◆ Consegna 1: In base al testo fornito, spiega perché su documenta si parla di «un vero e proprio terremoto». Rispondi in una o due frasi.

◆ Testo fornito:
-.-.-

Fridericianum, Portikus, Kassel © Nicolas Wefers

Un vero e proprio terremoto si è abbattuto su documenta, l’importantissima manifestazione d’arte contemporanea che si svolge a cadenza quinquennale a Kassel, in Germania, e la cui 16ma edizione si svolgerà dal 12 giugno al 19 settembre 2027. Dopo le dimissioni di Bracha L. Ettinger e Ranjit Hoskote dal comitato che aveva il compito di selezionare la nuova direzione artistica, anche i restanti quattro membri hanno deciso di dimettersi. Njami, Gong Yan, Kathrin Rhomberg e María Inés Rodríguez hanno presentato le loro dimissioni giovedì, al termine di quello che è stato definito «Un processo decisionale estremamente difficile».

-.-.-

◆ Listato da elaborare:
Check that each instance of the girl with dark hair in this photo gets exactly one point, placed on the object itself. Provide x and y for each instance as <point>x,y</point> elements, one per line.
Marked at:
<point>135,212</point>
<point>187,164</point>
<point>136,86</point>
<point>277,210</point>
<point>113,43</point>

-.-.-

◆ Consegna 2: Riscrivi il listato da elaborare sostituendo "girl with dark hair" con "child with dark hair", senza modificare nient'altro.

◆ Risultato atteso 1: Bracha L. Ettinger e Ranjit Hoskote si sono dimessi dal comitato incaricato di selezionare la nuova direzione artistica. Dopo di loro si sono dimessi anche i restanti quattro membri: Njami, Gong Yan, Kathrin Rhomberg e María Inés Rodríguez.

◆ Risultato atteso 2:
Check that each instance of the child with dark hair in this photo gets exactly one point, placed on the object itself. Provide x and y for each instance as <point>x,y</point> elements, one per line.
Marked at:
<point>135,212</point>
<point>187,164</point>
<point>136,86</point>
<point>277,210</point>
<point>113,43</point>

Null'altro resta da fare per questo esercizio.